# START OF Source extract

# FATCA question



## Carmonli (Jul 1, 2014)

I am a US citizen; my husband is not. 

I recently got a letter from our Israeli bank (joint account) which asked me (on the basis of place of birth) to fill out a W9 form, which I have done. But then I noticed that the letter was actually addressed to both of us. Does my husband need to fill out a W8-BEN form? Both forms were included in the letter.

He has no income from the US, and does not file tax returns (I file as Married - filing separately). We are talking about a regular savings/checking account here, not investments.


----------



## BBCWatcher (Dec 28, 2012)

Carmonli said:


> Does my husband need to fill out a W8-BEN form?


Assuming he's not a U.S. person (citizen, national, or resident), no, but your bank will be in touch if they need anything else.


----------



## Bevdeforges (Nov 16, 2007)

Probably addressed the request to both of you because that's the way they have it in their computer for the joint account. You have the reporting obligation, not your husband. (Assuming he is not a US citizen or has no other reason to have to file.)

These days they always include both forms - I guess they figure you could have renounced or have other circumstances whereby you weren't a US citizen.
Cheers,
Bev


----------



## StewartPatton (Aug 5, 2014)

If you haven't filed US tax returns or FBARs, now's the time to get that all together.


----------



## Bevdeforges (Nov 16, 2007)

The OP said she files as married, filing separately. Don't think back-filing is an issue here.
Cheers,
Bev


----------



## StewartPatton (Aug 5, 2014)

The OP didn't mention FBARs though.


----------



## Carmonli (Jul 1, 2014)

Tax returns and FBARs are up to date. That's not the question. It's my reporting responsibility and I take care of it.

# END OF Source extract
# START OF Source material

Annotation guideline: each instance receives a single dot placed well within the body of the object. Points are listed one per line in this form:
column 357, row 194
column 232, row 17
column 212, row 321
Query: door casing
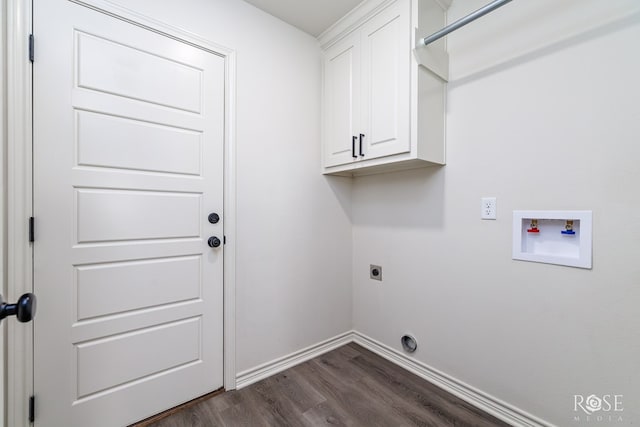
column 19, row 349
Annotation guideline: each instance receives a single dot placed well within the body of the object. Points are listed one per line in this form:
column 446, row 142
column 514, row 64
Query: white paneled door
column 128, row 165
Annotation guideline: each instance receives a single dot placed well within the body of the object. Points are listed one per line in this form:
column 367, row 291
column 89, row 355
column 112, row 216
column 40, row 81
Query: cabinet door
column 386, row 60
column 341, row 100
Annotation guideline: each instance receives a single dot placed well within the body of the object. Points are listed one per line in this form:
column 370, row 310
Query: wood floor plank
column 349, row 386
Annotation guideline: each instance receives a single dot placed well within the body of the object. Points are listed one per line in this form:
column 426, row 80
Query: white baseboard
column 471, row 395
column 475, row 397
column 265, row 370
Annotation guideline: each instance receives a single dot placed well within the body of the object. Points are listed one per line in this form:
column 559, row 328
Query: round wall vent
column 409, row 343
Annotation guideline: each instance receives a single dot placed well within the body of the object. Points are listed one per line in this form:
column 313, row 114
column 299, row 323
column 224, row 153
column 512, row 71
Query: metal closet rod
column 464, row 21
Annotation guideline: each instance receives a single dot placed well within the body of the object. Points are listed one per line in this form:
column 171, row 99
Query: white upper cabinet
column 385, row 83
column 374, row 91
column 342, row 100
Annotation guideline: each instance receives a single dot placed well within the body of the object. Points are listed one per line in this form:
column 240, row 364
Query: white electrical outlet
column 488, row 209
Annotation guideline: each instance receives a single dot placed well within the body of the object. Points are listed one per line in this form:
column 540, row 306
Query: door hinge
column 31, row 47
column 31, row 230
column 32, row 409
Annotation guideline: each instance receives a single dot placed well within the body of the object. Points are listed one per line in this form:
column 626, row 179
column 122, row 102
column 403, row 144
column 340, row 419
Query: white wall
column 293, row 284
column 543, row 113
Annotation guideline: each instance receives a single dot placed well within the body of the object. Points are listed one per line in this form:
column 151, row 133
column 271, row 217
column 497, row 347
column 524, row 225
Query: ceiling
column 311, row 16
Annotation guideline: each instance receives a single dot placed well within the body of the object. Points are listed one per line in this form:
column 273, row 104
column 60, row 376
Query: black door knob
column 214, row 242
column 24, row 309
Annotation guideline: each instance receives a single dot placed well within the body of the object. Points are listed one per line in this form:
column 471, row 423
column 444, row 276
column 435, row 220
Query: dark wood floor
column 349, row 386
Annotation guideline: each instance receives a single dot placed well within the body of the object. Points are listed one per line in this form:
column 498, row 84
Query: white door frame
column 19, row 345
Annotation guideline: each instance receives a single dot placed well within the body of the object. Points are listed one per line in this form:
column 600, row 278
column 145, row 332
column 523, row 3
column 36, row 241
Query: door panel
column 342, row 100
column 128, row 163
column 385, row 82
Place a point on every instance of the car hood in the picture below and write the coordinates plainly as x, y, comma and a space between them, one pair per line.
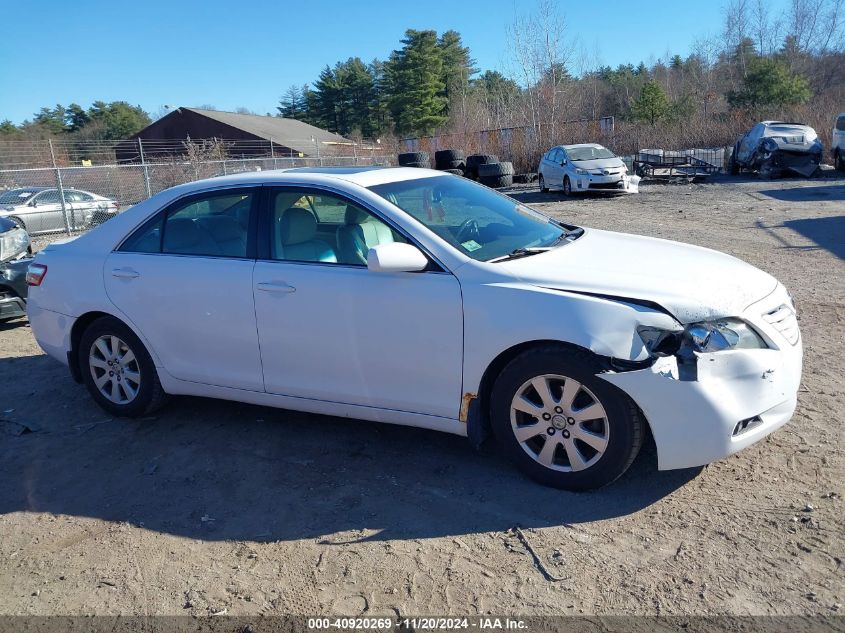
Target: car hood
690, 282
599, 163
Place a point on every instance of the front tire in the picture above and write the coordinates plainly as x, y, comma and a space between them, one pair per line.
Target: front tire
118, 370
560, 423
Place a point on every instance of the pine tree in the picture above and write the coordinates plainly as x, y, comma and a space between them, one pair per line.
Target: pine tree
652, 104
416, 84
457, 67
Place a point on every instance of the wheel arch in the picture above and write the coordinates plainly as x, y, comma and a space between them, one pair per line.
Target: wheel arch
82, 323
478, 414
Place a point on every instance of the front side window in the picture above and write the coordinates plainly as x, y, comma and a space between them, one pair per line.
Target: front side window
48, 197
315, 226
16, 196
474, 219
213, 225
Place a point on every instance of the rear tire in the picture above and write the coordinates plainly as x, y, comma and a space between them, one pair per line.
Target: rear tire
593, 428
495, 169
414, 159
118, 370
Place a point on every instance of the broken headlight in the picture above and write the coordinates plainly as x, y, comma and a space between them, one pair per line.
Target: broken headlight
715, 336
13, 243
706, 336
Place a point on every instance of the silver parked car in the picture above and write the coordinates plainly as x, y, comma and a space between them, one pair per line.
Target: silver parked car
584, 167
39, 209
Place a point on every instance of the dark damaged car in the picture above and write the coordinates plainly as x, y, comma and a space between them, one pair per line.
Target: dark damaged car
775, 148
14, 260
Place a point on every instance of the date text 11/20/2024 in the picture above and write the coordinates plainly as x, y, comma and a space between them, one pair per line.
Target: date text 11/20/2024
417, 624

# END OF Source material

### Directives
a) Repeat the entire FATCA thread word for word.
b) Write out the records starting at the beginning and ending at the line that contains "column 488, row 209", both ends included, with "Query" replaced by "Target" and everything else unchanged. Leave the pictures out of your answer.

### Answers to the tasks
a)
# FATCA question



## Carmonli (Jul 1, 2014)

I am a US citizen; my husband is not. 

I recently got a letter from our Israeli bank (joint account) which asked me (on the basis of place of birth) to fill out a W9 form, which I have done. But then I noticed that the letter was actually addressed to both of us. Does my husband need to fill out a W8-BEN form? Both forms were included in the letter.

He has no income from the US, and does not file tax returns (I file as Married - filing separately). We are talking about a regular savings/checking account here, not investments.


----------



## BBCWatcher (Dec 28, 2012)

Carmonli said:


> Does my husband need to fill out a W8-BEN form?


Assuming he's not a U.S. person (citizen, national, or resident), no, but your bank will be in touch if they need anything else.


----------



## Bevdeforges (Nov 16, 2007)

Probably addressed the request to both of you because that's the way they have it in their computer for the joint account. You have the reporting obligation, not your husband. (Assuming he is not a US citizen or has no other reason to have to file.)

These days they always include both forms - I guess they figure you could have renounced or have other circumstances whereby you weren't a US citizen.
Cheers,
Bev


----------



## StewartPatton (Aug 5, 2014)

If you haven't filed US tax returns or FBARs, now's the time to get that all together.


----------



## Bevdeforges (Nov 16, 2007)

The OP said she files as married, filing separately. Don't think back-filing is an issue here.
Cheers,
Bev


----------



## StewartPatton (Aug 5, 2014)

The OP didn't mention FBARs though.


----------



## Carmonli (Jul 1, 2014)

Tax returns and FBARs are up to date. That's not the question. It's my reporting responsibility and I take care of it.

b)
Annotation guideline: each instance receives a single dot placed well within the body of the object. Points are listed one per line in this form:
column 357, row 194
column 232, row 17
column 212, row 321
Target: door casing
column 19, row 349
Annotation guideline: each instance receives a single dot placed well within the body of the object. Points are listed one per line in this form:
column 446, row 142
column 514, row 64
Target: white paneled door
column 128, row 165
Annotation guideline: each instance receives a single dot placed well within the body of the object. Points are listed one per line in this form:
column 367, row 291
column 89, row 355
column 112, row 216
column 40, row 81
Target: cabinet door
column 386, row 60
column 341, row 100
Annotation guideline: each instance receives a single dot placed well within the body of the object. Points are listed one per line in this form:
column 370, row 310
Target: wood floor plank
column 349, row 386
Annotation guideline: each instance receives a single dot placed well within the body of the object. Points are listed one per line in this form:
column 426, row 80
Target: white baseboard
column 471, row 395
column 475, row 397
column 265, row 370
Annotation guideline: each instance receives a single dot placed well within the body of the object. Points are listed one per line in this form:
column 559, row 328
Target: round wall vent
column 409, row 343
Annotation guideline: each instance receives a single dot placed well within the body of the object. Points are listed one per line in this form:
column 313, row 114
column 299, row 323
column 224, row 153
column 512, row 71
Target: metal closet rod
column 464, row 21
Annotation guideline: each instance receives a single dot placed well within the body of the object. Points are listed one per line in this form:
column 171, row 99
Target: white upper cabinet
column 385, row 83
column 374, row 91
column 342, row 100
Annotation guideline: each instance receives a single dot placed well within the body of the object. Points are listed one per line in this form:
column 240, row 364
Target: white electrical outlet
column 488, row 209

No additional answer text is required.